**DOCUMENT SEGMENT**
As Professor Cone once said: “If our long history of struggle has taught us anything, it is that if we are to be free, we Black people will have to do it. Freedom is not a gift but is a risk that must be taken. No one can tell us what liberation is and how we ought to struggle for it, as if liberation can be found in words. Liberation is a process to be located and understood only in an oppressed community struggling for freedom.”

A Poem:
So God help us,
So that the oppressed get liberated,
So the wretched of the earth finally reach the era of freedom,
Before my body becomes a feast to worms,
And the dust returns unto dust,
Before some whites discover gold or coal and dig it exactly under my forebears’
graves, So God be with me in Paradise,
If you stood with David,
You shall be with me too,
If you walked with Moses out of the land of slavery,
You shall walk me out of the yoke of colonialism and capitalism too,
Your love remains my guider,
Keep strengthening us in our struggle for liberation and justice.

Notes and References:

-"Letter from Birmingham City Jail," New Leader, June 24, 1963, p. 8.

-The white man represents a patriarchal society to the core, such that the man is regarded as the barometer of success and greatness. I write this unchanged nor sugar-coated to show raw the evilness of the Western traditions deeply imbedded at the central point of its fallacious [undemocratic] democratic values.

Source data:
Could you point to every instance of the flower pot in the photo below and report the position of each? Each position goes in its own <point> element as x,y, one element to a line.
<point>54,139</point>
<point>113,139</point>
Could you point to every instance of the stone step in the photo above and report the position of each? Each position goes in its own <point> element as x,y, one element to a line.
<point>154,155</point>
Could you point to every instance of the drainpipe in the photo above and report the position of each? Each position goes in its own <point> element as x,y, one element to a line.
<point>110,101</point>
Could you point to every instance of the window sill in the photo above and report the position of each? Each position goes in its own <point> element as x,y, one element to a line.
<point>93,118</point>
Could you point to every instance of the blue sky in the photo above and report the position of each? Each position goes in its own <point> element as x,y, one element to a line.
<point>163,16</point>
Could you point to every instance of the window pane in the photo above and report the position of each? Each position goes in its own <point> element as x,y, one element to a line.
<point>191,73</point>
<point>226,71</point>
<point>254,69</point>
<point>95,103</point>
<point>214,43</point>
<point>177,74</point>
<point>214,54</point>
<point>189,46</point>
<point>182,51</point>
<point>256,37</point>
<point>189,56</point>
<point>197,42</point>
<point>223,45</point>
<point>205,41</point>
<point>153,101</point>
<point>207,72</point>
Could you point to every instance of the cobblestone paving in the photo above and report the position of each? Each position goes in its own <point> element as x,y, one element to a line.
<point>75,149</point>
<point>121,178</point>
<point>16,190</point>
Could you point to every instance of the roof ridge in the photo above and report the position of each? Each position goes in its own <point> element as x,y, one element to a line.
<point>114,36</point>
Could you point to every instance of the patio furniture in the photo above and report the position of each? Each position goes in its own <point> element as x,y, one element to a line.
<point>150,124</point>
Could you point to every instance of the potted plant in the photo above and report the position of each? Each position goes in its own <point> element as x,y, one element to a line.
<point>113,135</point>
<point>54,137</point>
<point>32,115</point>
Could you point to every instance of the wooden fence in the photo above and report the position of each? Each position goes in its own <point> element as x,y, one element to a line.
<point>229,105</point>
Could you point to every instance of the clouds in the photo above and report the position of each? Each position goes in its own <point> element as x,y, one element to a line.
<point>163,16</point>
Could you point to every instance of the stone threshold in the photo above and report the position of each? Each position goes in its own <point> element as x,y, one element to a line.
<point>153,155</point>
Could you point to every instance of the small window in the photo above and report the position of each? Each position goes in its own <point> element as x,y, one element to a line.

**WRITTEN INSTRUCTION 1**
Answer these questions about the passage on liberation:
(a) According to Professor Cone, where alone can liberation be located and understood?
(b) In the poem, who is named as having been walked out of the land of slavery?
(c) Which publication and date do the notes give for "Letter from Birmingham City Jail"?
**WRITTEN INSTRUCTION 2**
Write out everything in the passage on liberation from "-The white man" down to "[undemocratic] democratic values.".
**WRITTEN INSTRUCTION 3**
Extend the passage on liberation past its final sentence.

**TASK OUTPUT 1**
(a) In an oppressed community struggling for freedom.
(b) Moses.
(c) New Leader, June 24, 1963.

**TASK OUTPUT 2**
-The white man represents a patriarchal society to the core, such that the man is regarded as the barometer of success and greatness. I write this unchanged nor sugar-coated to show raw the evilness of the Western traditions deeply imbedded at the central point of its fallacious [undemocratic] democratic values.

**TASK OUTPUT 3**
-When I enrolled at the University I was an orthodox Christian who never saw the faults of white theology and its indifference when it comes to the struggle of the oppressed. Only later when I could see Black people's lives in the cross did I find these questions vital and felt the imperative of the constructive criticism to the Black church on its societal role. Drastically, Black theology shaped my thinking on the church and the key role it plays in society. This has also helped me to dangerously question the congruency of Christianity with capitalism.

-See Slavoj Zizek, The Year of Dreaming Dangerously: Verso, 2012. [Introduction]

-Steve Biko, I Write What I like, 1946-1977, p. 29.

-See Mark Fisher, Capitalism Realism: is there no alternative? p. 1.

-James H. Cone, Risks of Faith: the Emergence of Black Liberation Theology: Beacon Press, 1999. p. 72.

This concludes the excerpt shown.